#### [Exercise inputs]
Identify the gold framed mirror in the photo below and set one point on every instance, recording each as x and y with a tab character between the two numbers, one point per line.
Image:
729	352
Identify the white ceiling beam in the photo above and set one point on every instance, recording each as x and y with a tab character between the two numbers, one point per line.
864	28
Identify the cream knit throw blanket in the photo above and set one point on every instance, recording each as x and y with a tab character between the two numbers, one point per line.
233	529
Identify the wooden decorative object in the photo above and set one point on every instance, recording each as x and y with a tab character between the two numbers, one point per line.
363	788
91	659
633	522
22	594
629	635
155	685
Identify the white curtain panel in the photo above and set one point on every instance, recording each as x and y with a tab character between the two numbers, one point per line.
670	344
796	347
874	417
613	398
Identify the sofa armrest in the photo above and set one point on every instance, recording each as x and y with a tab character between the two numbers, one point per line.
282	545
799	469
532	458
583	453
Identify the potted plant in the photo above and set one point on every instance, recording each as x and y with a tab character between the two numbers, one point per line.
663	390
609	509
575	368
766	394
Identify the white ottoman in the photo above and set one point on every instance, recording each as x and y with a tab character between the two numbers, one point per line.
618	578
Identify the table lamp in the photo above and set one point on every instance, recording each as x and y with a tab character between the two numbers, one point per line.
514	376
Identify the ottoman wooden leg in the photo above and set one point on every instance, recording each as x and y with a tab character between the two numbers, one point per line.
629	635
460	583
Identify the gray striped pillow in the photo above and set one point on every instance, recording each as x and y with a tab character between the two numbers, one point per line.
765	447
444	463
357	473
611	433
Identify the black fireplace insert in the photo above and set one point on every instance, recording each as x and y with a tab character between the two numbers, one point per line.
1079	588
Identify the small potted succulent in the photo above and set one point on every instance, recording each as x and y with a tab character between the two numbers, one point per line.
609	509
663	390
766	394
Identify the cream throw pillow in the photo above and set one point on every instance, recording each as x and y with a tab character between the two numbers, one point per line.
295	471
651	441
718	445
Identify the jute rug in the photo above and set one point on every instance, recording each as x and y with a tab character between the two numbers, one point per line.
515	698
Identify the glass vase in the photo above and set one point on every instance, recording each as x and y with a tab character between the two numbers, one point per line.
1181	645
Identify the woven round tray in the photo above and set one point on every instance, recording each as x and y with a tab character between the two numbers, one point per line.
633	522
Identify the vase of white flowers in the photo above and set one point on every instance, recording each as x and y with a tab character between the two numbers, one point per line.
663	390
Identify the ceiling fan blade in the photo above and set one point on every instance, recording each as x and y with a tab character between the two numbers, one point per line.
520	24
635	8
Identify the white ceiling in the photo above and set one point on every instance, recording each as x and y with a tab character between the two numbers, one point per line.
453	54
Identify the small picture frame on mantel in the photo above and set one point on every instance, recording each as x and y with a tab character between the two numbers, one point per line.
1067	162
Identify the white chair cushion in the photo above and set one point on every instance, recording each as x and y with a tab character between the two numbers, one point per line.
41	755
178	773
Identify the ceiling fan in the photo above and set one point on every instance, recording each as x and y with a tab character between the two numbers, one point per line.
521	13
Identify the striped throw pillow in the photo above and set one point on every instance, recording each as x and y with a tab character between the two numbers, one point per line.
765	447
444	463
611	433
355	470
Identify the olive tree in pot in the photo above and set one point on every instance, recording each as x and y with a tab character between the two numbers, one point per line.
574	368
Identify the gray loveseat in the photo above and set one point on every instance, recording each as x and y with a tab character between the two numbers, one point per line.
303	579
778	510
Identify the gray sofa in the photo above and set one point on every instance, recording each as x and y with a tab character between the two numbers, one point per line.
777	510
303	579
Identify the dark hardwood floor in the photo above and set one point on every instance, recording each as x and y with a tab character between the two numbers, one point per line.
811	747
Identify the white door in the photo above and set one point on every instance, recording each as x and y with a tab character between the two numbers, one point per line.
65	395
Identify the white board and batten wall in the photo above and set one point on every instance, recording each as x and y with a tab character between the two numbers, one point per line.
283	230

#### [Exercise brief]
Print out all of the records above, word for word.

#### [Written answer]
Identify the gold framed mirror in the photo below and set one point on every instance, recording each as x and y with a tab character between the two numbers, one point per line.
Image:
729	352
Identify the white ceiling beam in the photo above and set one point on every instance, recording each as x and y with a tab character between the two numbers, one point per line.
864	28
Identify the cream knit throw blanket in the photo above and set one point on every instance, recording each as x and y with a tab character between the two numbers, one point per line.
233	529
Identify the wooden decorative object in the photo above and set one point on every instance, recording each as x and y with a tab character between the two numbers, one point per line.
363	788
91	659
633	522
22	594
629	635
155	685
Identify the white curtain panel in the photo above and set one point on every instance, recording each as x and y with a tab character between the two numbers, one point per line.
670	344
796	347
874	417
613	398
Identify the sofa armrest in the photo above and set one point on every instance, recording each as x and y with a tab character between the two numbers, one point per line.
282	545
799	469
532	458
583	453
Identify the potted plant in the photo above and set one point on every instance, recording each as x and y with a tab character between the two numbers, one point per line.
663	390
609	509
575	368
766	394
Identify the white ottoman in the photo above and set one point on every instance, recording each as x and y with a tab character between the two numbers, one point per line.
618	578
Identify the table lamp in the photo above and set one point on every instance, recording each as x and y with a tab character between the two numbers, one point per line.
514	376
Identify the ottoman wooden leg in the photo above and set one point on every instance, recording each as x and y with a tab character between the two numbers, one point per line.
629	635
460	583
Identify the gray striped pillow in the photo above and set one point on every instance, recording each as x and y with a tab character between the two numbers, one point per line.
765	447
444	463
357	473
611	433
Identify the black fireplace insert in the photo above and set one point on every instance, recording each as x and y with a tab character between the two numbers, one point per line.
1079	588
Identify the small potted succulent in the photo above and set one point on every instance, recording each as x and y with a tab character between the two numbers, one point per line.
609	509
663	390
766	394
Identify the cream throw pillow in the photo above and set one point on every instance, recording each as x and y with a tab character between the two numbers, one point per line.
295	471
651	441
718	445
Identify the jute rug in the photo above and set one point on every instance, recording each as x and y with a tab character between the two numbers, one point per line.
515	698
Identify the glass vase in the photo above and set one point on every instance, recording each as x and y with a tab character between the two numbers, one point per line.
1181	645
Identify the woven round tray in the photo above and set one point on every instance, recording each as x and y with a tab character between the two numbers, one point per line.
633	522
Identify the vase of white flowers in the photo above and set one point on every instance, recording each as x and y with a tab character between the two numbers, one point per line.
663	390
Identify the ceiling fan blade in the photo above and set one point on every instance, recording each as x and y with a tab character between the two numbers, one point per line.
520	24
635	8
Identify the white ceiling in the photo above and set one point on every instance, recording each as x and y with a tab character between the two numbers, one point per line.
453	54
Identify the small picture frame on mantel in the photo above and set one point on every instance, recording each as x and y with a tab character between the two numbers, one point per line.
1067	162
Identify the white chair cushion in the photo above and set one point on every instance, recording each as x and y with a tab character between the two numbers, one point per line.
41	755
178	773
Identify the ceiling fan in the photo above and set one point on every instance, recording each as x and y with a tab character between the two numbers, one point per line.
521	13
Identify the striped throw pillow in the photo above and set one point on every instance, recording each as x and y with a tab character between the two numbers, one point per line.
765	447
444	463
611	433
355	470
Identify the olive tree in pot in the photo above and set one point on every instance, recording each as x and y with a tab character between the two numbers, one point per line.
574	368
Identify the gray loveseat in the photo above and set one point on every instance, recording each as x and y with a tab character between the two numbers, one point per line.
303	579
778	510
Identify the gray sofa in the photo above and set one point on every instance, recording each as x and y with a tab character between the two numbers, one point per line.
777	510
303	579
Identify the dark hardwood floor in the photo above and set one point on every instance, recording each as x and y with a tab character between the two numbers, one point per line.
811	747
Identify the white door in the photo above and set one point on every instance, recording each as x and y with a tab character between the two numbers, one point per line.
65	395
Identify the white board and batten wall in the photo above and set one point on every instance, recording each as x and y with a tab character between the two numbers, one point per line.
283	230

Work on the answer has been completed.